| Excerpt provided |
::::::::
Scientists have achieved a photosynthesis breakthrough as they have managed to boost the crop’s growth by an estimated 20 percent.
The team of scientists to have studied and tweaked photosynthesis are part of the University of Illinois and were led by Stephen Long.
A professor of plant biology and crop sciences, Long and his team published their study results in the Science journal.
According to their research, a series of adjustments to a number of three proteins can boost up a crops’ growth by 14 up to 20 percent.
As the world population continues to grow and is estimated to reach a 9.7 billion number by 2050, an increase in food sources and production is highly needed.
The research and studies targeting plant photosynthesis are not new as scientists have for a long time been interested in understanding the process.
Photosynthesis is the natural process through which plants gather and convert carbon dioxide, sunlight, and water into their food sources.
According to studies, the vital plant process is quite inefficient as it utilizes and takes advantage of just 1 percent of the available energy.
The current results come after several years of studies in which the researchers gathered and experimented with various laboratory and field tests.
They also generated computational models which have helped them better understand the natural process.
All these studies pointed towards one of the plant’s most important protection mechanisms and the proteins behind it.
::::::::
| Problem to solve |
Reproduce the part of the photosynthesis text starting with "Scientists have achieved" and going on through "to 20 percent.". The lines are not needed for this work.
::::::::
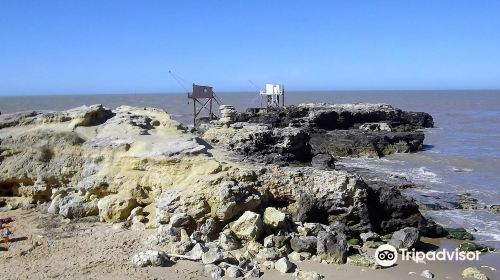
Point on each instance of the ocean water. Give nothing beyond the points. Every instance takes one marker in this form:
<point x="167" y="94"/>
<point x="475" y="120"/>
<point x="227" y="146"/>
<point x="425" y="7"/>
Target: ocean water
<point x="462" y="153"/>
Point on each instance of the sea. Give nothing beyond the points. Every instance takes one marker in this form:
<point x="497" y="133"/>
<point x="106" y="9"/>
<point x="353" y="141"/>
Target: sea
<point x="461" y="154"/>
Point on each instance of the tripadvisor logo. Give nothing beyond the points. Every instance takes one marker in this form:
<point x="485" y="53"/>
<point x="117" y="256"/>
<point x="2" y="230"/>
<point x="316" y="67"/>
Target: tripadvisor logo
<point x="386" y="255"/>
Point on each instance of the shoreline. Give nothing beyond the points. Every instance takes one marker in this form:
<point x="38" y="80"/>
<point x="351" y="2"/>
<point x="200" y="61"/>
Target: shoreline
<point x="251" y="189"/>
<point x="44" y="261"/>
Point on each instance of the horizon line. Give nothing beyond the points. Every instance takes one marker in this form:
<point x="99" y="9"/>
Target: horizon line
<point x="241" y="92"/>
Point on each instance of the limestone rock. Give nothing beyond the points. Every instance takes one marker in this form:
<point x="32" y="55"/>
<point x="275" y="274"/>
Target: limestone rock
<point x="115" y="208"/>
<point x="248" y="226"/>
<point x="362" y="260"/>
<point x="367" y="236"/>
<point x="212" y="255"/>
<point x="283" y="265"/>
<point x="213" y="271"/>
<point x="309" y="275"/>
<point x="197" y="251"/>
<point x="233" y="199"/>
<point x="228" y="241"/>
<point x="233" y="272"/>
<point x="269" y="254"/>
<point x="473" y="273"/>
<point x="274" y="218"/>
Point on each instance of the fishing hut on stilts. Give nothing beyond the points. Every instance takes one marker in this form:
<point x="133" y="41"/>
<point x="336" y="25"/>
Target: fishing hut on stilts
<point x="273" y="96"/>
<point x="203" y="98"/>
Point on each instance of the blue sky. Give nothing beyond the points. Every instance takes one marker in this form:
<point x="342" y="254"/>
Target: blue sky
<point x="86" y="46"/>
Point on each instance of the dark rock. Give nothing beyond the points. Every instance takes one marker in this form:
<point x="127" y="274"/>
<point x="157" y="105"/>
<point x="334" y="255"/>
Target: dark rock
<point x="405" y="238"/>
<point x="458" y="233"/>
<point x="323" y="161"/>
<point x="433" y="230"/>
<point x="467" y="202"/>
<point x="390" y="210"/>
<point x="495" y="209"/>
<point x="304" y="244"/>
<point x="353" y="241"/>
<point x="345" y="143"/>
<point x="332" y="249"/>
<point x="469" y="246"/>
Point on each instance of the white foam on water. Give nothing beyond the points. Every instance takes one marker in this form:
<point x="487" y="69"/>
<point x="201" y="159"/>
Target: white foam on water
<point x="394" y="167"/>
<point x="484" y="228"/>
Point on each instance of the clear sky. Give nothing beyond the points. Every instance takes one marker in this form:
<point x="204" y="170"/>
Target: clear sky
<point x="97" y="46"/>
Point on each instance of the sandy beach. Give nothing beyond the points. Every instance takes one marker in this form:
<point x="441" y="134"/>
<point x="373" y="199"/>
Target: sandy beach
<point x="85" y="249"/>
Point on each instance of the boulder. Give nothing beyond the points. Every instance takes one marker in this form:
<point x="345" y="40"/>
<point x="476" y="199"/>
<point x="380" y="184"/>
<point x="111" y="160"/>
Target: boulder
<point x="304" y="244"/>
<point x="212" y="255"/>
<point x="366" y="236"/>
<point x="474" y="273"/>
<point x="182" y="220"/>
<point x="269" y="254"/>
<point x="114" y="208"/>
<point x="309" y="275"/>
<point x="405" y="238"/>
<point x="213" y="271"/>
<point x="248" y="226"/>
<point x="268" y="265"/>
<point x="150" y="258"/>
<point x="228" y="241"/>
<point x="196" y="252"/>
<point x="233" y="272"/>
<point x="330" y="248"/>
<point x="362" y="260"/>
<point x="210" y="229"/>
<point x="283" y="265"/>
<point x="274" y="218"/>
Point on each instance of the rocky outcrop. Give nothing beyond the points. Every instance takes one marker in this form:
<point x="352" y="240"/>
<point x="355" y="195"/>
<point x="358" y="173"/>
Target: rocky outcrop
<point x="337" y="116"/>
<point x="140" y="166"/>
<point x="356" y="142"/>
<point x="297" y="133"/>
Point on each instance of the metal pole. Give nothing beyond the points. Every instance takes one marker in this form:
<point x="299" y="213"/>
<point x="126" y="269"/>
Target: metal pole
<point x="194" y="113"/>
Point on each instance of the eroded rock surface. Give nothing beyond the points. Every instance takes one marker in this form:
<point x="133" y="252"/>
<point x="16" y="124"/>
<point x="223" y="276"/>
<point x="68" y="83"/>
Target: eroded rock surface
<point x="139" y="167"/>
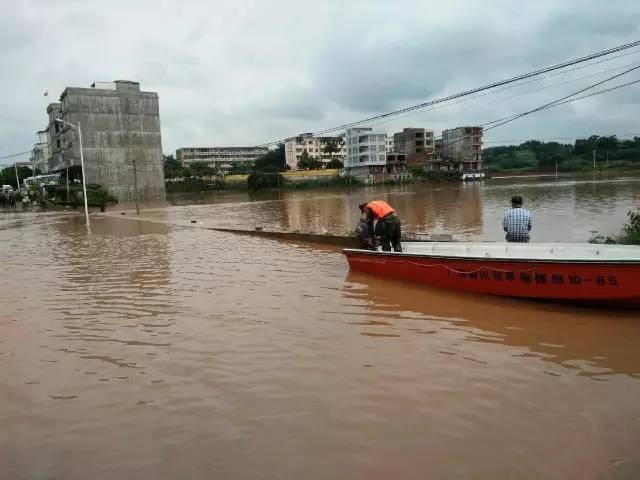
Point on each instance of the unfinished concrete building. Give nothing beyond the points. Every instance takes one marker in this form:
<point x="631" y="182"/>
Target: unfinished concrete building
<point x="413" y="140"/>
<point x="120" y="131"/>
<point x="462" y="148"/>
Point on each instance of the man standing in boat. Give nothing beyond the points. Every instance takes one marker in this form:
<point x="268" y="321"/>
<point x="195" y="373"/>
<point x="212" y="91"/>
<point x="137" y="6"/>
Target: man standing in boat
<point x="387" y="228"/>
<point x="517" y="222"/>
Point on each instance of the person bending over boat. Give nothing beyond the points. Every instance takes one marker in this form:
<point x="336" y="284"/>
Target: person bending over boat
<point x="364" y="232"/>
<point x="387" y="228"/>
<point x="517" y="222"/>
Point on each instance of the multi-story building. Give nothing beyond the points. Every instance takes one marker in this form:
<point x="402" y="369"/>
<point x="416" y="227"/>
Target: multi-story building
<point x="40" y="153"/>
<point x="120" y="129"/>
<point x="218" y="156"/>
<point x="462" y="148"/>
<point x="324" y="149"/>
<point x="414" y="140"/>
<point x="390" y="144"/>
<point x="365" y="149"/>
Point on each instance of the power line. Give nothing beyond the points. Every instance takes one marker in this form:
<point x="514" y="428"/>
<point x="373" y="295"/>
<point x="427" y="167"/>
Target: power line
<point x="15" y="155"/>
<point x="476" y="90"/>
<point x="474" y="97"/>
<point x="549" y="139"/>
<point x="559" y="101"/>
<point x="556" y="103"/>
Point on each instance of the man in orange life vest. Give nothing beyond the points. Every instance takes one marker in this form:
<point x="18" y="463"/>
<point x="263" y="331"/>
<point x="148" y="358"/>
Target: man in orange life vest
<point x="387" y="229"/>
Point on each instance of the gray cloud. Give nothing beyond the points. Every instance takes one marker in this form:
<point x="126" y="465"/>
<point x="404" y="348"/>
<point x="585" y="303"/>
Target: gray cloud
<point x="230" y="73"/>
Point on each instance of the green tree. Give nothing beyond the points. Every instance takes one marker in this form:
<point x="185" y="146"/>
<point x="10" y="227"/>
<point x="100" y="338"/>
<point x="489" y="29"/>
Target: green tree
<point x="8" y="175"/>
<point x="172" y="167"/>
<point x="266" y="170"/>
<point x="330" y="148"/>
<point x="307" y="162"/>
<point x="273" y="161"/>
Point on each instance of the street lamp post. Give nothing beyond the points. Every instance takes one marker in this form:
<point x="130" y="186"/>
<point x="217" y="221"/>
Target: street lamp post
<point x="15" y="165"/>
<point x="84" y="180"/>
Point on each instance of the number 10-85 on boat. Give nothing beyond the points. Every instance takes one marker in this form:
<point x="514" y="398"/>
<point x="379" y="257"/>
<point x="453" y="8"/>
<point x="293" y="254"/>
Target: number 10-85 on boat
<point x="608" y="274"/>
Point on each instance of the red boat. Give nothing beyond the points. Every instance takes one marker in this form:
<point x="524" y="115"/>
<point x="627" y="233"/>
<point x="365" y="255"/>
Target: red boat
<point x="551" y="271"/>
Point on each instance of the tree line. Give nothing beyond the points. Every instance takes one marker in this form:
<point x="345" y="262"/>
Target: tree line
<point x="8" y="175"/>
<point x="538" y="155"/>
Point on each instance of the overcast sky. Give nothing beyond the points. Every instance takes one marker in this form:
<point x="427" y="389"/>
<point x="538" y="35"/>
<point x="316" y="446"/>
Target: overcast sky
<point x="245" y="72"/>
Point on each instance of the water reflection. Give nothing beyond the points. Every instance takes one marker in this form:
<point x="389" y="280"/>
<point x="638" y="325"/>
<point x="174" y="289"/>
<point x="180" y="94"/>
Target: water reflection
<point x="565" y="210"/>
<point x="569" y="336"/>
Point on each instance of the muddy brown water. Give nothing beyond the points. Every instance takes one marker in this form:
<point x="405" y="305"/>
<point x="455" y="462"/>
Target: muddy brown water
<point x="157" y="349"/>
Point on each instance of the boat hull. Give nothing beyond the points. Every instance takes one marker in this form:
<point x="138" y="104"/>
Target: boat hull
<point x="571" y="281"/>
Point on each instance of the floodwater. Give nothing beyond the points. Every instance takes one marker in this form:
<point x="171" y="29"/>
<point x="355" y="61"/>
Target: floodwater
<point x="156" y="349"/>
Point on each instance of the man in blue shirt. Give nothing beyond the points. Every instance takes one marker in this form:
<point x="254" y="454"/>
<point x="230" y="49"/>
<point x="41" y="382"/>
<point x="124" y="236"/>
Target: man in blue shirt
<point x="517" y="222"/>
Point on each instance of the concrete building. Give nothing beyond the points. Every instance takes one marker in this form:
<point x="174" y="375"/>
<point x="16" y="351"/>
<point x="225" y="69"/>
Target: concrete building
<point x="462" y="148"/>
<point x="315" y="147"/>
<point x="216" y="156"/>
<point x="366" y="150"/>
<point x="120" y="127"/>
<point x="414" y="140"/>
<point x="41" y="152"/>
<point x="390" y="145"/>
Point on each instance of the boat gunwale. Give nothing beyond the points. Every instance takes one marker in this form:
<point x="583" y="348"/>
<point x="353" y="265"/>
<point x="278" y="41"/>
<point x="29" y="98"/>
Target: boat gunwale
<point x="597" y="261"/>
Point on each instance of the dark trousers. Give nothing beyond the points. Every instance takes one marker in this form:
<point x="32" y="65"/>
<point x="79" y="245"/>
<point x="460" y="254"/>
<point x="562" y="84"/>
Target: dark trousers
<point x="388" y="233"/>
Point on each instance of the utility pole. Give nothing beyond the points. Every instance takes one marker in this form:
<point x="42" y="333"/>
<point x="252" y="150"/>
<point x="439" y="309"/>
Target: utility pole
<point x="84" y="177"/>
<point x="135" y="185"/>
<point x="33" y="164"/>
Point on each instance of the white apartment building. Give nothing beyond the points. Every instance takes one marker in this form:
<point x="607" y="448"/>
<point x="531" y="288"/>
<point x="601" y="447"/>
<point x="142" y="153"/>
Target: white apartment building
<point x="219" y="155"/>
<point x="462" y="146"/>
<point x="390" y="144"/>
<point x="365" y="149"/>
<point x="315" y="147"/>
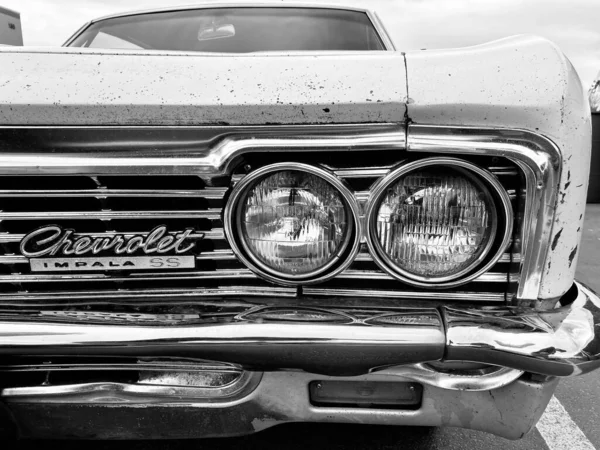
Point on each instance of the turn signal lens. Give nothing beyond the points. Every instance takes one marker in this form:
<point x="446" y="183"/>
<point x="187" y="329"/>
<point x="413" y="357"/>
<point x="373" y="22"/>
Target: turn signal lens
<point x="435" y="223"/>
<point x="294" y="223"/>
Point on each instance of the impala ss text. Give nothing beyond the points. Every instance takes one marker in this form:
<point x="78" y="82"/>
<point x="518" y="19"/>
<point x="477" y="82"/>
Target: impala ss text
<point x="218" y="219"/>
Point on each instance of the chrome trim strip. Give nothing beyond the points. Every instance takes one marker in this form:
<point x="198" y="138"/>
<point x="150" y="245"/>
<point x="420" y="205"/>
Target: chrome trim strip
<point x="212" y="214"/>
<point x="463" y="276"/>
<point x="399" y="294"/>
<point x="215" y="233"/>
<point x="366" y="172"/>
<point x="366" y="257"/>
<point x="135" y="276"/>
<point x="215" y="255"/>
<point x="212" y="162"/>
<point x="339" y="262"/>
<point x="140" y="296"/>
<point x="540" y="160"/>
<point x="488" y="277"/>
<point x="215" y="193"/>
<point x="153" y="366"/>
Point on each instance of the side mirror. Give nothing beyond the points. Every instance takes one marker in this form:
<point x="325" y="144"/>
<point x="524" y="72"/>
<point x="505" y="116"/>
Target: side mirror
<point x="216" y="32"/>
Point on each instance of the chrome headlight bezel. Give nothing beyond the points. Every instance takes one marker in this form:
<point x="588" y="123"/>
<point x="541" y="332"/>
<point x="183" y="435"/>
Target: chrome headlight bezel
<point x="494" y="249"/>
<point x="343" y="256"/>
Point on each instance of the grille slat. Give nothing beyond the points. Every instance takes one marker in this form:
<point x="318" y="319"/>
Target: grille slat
::::::::
| Your response |
Scientists have achieved a photosynthesis breakthrough as they have managed to boost the crop’s growth by an estimated 20 percent.
The team of scientists to have studied and tweaked photosynthesis are part of the University of Illinois and were led by Stephen Long.
A professor of plant biology and crop sciences, Long and his team published their study results in the Science journal.
According to their research, a series of adjustments to a number of three proteins can boost up a crops’ growth by 14 up to 20 percent.